▶ **TASK**
Below is a block of entries; repeat all of it exactly but omit the pictures.

BEGIN

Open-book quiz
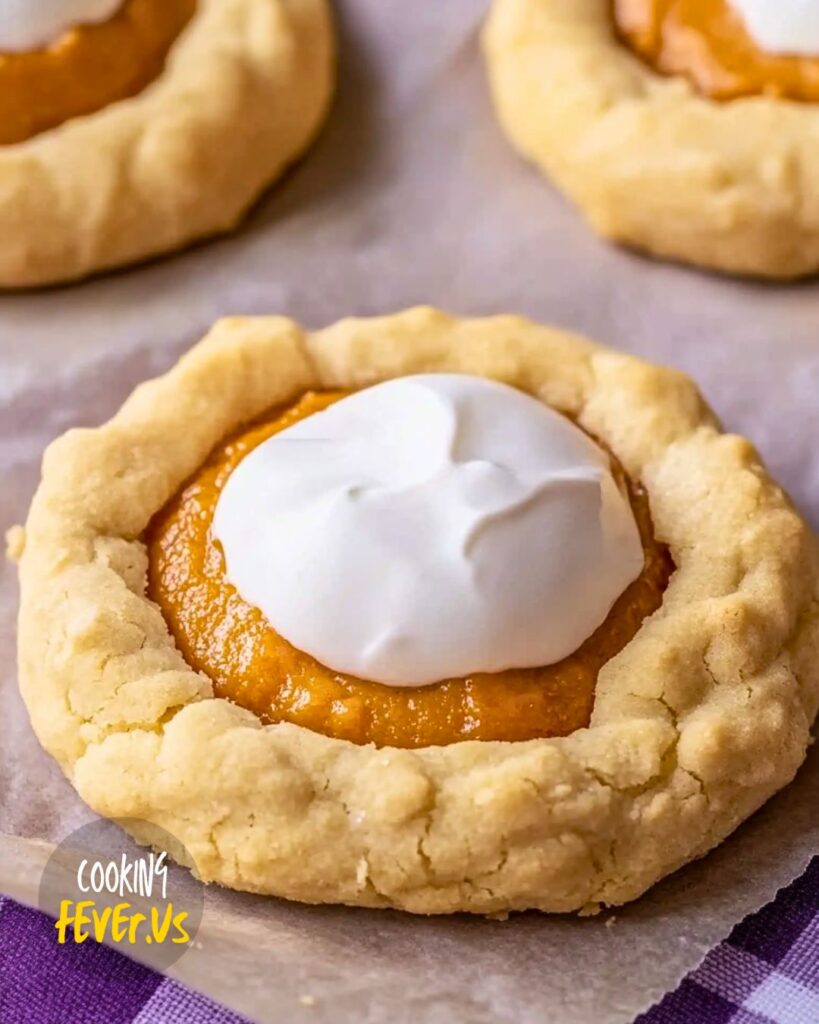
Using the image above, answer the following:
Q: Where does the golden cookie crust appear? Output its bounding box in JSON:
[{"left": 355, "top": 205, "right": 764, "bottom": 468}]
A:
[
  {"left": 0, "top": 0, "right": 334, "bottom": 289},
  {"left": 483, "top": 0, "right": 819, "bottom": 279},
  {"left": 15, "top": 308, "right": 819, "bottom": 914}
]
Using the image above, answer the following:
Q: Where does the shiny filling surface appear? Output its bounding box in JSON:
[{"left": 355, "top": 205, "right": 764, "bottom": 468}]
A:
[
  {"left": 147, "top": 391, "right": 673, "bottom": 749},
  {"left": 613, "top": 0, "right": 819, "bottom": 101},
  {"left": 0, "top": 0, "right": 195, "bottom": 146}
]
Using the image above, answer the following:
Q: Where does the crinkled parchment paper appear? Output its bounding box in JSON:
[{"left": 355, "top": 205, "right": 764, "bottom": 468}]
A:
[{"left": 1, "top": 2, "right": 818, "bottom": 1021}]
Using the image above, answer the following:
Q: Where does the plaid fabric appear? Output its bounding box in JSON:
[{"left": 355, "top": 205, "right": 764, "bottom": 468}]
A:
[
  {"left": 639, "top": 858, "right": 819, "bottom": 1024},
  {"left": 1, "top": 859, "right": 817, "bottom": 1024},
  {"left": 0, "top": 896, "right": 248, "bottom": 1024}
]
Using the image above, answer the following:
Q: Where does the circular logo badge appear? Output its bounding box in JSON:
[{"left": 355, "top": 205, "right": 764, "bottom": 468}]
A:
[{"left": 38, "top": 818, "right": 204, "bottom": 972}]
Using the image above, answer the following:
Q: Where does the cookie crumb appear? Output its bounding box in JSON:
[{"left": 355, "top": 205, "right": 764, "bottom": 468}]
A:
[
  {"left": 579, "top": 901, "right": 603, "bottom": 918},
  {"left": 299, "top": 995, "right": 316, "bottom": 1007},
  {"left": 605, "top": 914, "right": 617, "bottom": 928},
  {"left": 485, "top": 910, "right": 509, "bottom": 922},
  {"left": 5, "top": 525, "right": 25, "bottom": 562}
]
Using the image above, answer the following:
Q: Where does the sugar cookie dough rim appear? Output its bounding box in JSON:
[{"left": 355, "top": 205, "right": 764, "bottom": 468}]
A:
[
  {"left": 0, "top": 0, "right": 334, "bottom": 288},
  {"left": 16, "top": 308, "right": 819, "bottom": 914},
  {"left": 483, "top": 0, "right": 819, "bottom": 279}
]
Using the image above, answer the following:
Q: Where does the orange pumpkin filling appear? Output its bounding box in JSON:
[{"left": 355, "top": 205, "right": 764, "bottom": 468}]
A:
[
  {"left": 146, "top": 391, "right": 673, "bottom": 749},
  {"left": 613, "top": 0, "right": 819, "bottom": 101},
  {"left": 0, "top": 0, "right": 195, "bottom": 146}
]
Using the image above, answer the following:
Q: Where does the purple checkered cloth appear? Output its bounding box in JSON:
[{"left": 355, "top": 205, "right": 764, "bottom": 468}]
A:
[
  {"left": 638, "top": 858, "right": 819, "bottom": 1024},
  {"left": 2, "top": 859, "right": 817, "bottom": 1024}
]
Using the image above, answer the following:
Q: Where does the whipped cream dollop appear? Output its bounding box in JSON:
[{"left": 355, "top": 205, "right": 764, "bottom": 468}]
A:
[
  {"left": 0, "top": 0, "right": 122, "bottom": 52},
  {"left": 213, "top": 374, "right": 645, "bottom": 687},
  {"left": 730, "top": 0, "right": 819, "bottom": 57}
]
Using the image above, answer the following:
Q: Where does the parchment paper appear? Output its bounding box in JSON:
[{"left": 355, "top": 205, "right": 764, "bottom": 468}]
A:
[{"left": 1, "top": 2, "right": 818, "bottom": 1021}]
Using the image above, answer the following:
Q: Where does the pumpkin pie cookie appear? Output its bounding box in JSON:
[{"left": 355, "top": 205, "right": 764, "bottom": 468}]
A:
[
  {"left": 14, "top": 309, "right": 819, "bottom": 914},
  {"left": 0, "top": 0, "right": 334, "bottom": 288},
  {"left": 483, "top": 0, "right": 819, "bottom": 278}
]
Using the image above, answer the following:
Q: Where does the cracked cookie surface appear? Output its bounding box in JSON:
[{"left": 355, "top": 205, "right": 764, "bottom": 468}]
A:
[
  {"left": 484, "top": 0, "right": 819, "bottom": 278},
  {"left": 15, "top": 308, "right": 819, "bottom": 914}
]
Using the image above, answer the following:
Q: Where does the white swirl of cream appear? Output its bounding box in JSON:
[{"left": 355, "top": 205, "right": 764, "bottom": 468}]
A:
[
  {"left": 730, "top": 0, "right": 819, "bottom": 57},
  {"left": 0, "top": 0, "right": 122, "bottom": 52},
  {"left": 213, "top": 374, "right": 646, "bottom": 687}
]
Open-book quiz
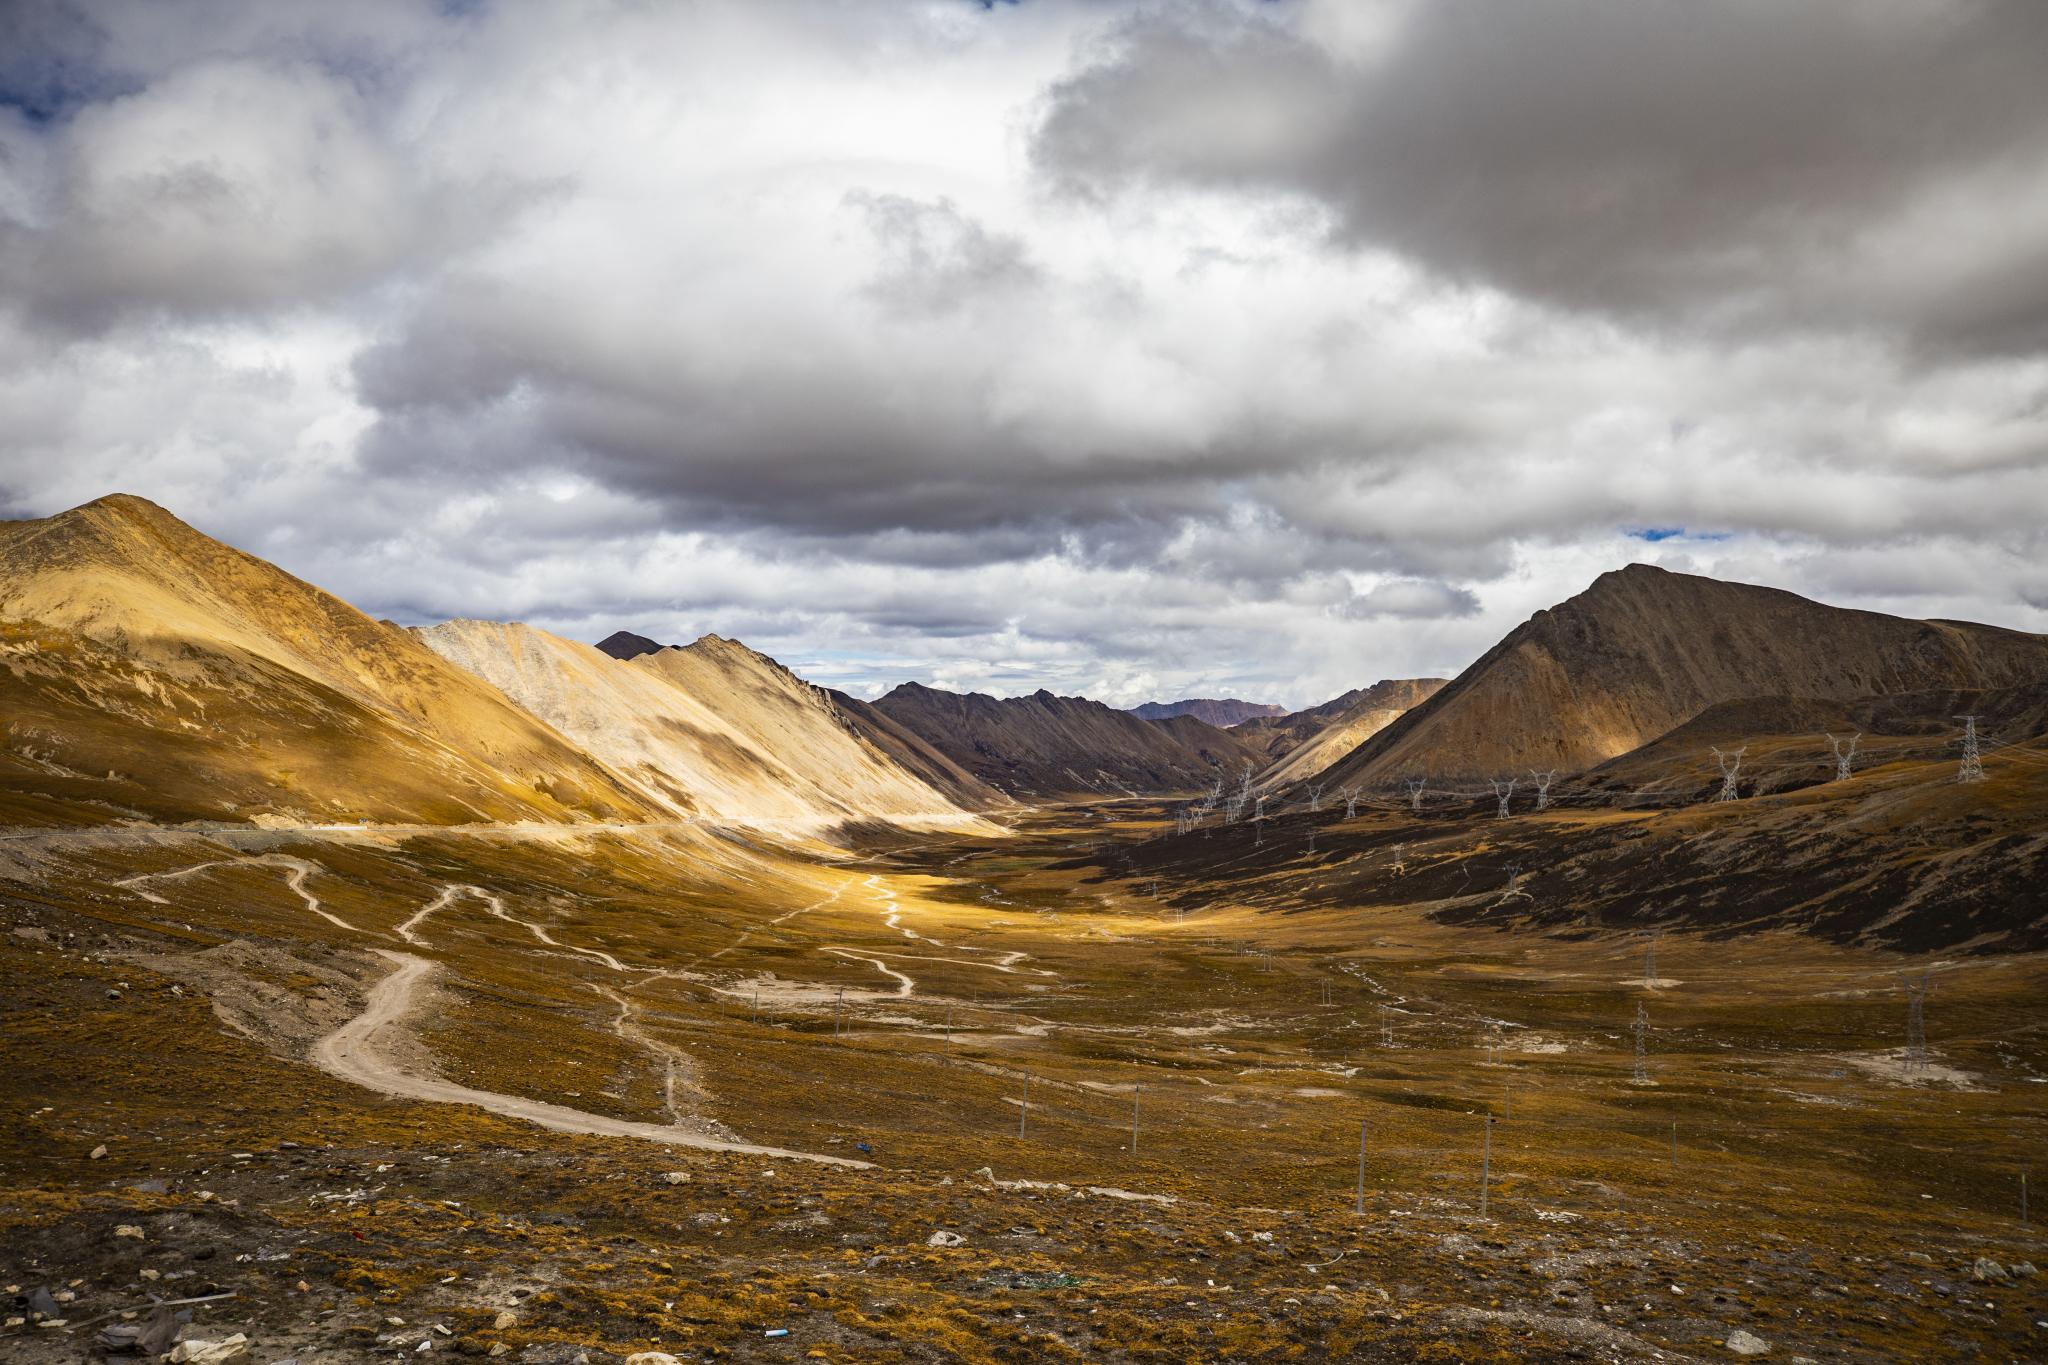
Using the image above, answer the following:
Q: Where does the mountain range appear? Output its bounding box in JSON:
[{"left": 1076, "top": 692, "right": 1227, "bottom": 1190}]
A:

END

▶ **RESULT**
Open-book quiz
Using the image above, answer the following:
Q: Where does the golden cookie crust appear? Output its bounding box in JSON:
[{"left": 355, "top": 205, "right": 764, "bottom": 468}]
A:
[
  {"left": 0, "top": 0, "right": 334, "bottom": 289},
  {"left": 483, "top": 0, "right": 819, "bottom": 279},
  {"left": 15, "top": 308, "right": 819, "bottom": 914}
]
Using the image above, answer the following:
Q: Where does the shiny filling surface appear? Output its bounding box in JSON:
[{"left": 355, "top": 205, "right": 764, "bottom": 468}]
A:
[
  {"left": 147, "top": 391, "right": 673, "bottom": 749},
  {"left": 613, "top": 0, "right": 819, "bottom": 101},
  {"left": 0, "top": 0, "right": 195, "bottom": 146}
]
Using the image above, answer the following:
Q: Where does the crinkled parchment paper appear? Output its bounding box in JSON:
[{"left": 355, "top": 205, "right": 764, "bottom": 468}]
A:
[{"left": 1, "top": 2, "right": 818, "bottom": 1021}]
Using the image above, answer the following:
Q: Where does the plaid fabric appear? Output its bounding box in JSON:
[{"left": 355, "top": 205, "right": 764, "bottom": 468}]
A:
[
  {"left": 639, "top": 858, "right": 819, "bottom": 1024},
  {"left": 1, "top": 859, "right": 817, "bottom": 1024},
  {"left": 0, "top": 896, "right": 248, "bottom": 1024}
]
Using the image above, answer the following:
Q: Where does the circular logo badge appear? Output its bounding box in JSON:
[{"left": 355, "top": 205, "right": 764, "bottom": 468}]
A:
[{"left": 38, "top": 818, "right": 204, "bottom": 972}]
Using the image above, answer the following:
Q: Where does the cookie crumb appear? Output its bounding box in JSON:
[{"left": 355, "top": 205, "right": 764, "bottom": 468}]
A:
[
  {"left": 579, "top": 901, "right": 603, "bottom": 918},
  {"left": 299, "top": 995, "right": 316, "bottom": 1007},
  {"left": 605, "top": 914, "right": 617, "bottom": 928},
  {"left": 485, "top": 910, "right": 509, "bottom": 922},
  {"left": 5, "top": 525, "right": 25, "bottom": 562}
]
Using the image above, answer the following:
Q: Where does the sugar cookie dough rim appear? Output its bounding box in JSON:
[{"left": 355, "top": 205, "right": 764, "bottom": 468}]
A:
[
  {"left": 0, "top": 0, "right": 334, "bottom": 288},
  {"left": 16, "top": 308, "right": 819, "bottom": 914},
  {"left": 483, "top": 0, "right": 819, "bottom": 279}
]
Using the image above, answer the following:
Q: Where does the orange pumpkin filling appear? Output its bounding box in JSON:
[{"left": 355, "top": 205, "right": 764, "bottom": 468}]
A:
[
  {"left": 146, "top": 391, "right": 673, "bottom": 749},
  {"left": 613, "top": 0, "right": 819, "bottom": 101},
  {"left": 0, "top": 0, "right": 195, "bottom": 146}
]
Using the image above, answer the following:
Q: Where does the purple checkered cloth appear? Output its bounding box in JSON:
[{"left": 355, "top": 205, "right": 764, "bottom": 468}]
A:
[
  {"left": 638, "top": 858, "right": 819, "bottom": 1024},
  {"left": 2, "top": 859, "right": 817, "bottom": 1024}
]
Using the image above, answer the following:
Q: Where does the whipped cream dollop appear? Output its bounding box in JSON:
[{"left": 355, "top": 205, "right": 764, "bottom": 468}]
A:
[
  {"left": 0, "top": 0, "right": 122, "bottom": 52},
  {"left": 213, "top": 374, "right": 645, "bottom": 687},
  {"left": 730, "top": 0, "right": 819, "bottom": 57}
]
Using the image above, answer the following:
Q: Where does the parchment paper appear? Output its bounding box in JSON:
[{"left": 355, "top": 205, "right": 764, "bottom": 468}]
A:
[{"left": 1, "top": 2, "right": 818, "bottom": 1021}]
Using the image above, answer the following:
Q: Where does the pumpkin pie cookie appear? Output its bounding box in JSON:
[{"left": 355, "top": 205, "right": 764, "bottom": 468}]
A:
[
  {"left": 14, "top": 309, "right": 819, "bottom": 914},
  {"left": 0, "top": 0, "right": 334, "bottom": 288},
  {"left": 483, "top": 0, "right": 819, "bottom": 278}
]
Using the image above, answer the following:
Q: Where does the cracked cookie surface appear? Output its bounding box in JSON:
[{"left": 355, "top": 205, "right": 764, "bottom": 468}]
A:
[
  {"left": 484, "top": 0, "right": 819, "bottom": 278},
  {"left": 15, "top": 308, "right": 819, "bottom": 914}
]
Using the image above, answer the following:
Q: Where does the white swirl of cream appear? Output its bounding box in JSON:
[{"left": 355, "top": 205, "right": 764, "bottom": 468}]
A:
[
  {"left": 730, "top": 0, "right": 819, "bottom": 57},
  {"left": 0, "top": 0, "right": 122, "bottom": 52},
  {"left": 213, "top": 374, "right": 646, "bottom": 687}
]
Open-book quiz
Using the image above, answer the following:
Q: Where does the mountain range appear? Output its bounding box in JSON:
[{"left": 1076, "top": 692, "right": 1227, "bottom": 1190}]
A:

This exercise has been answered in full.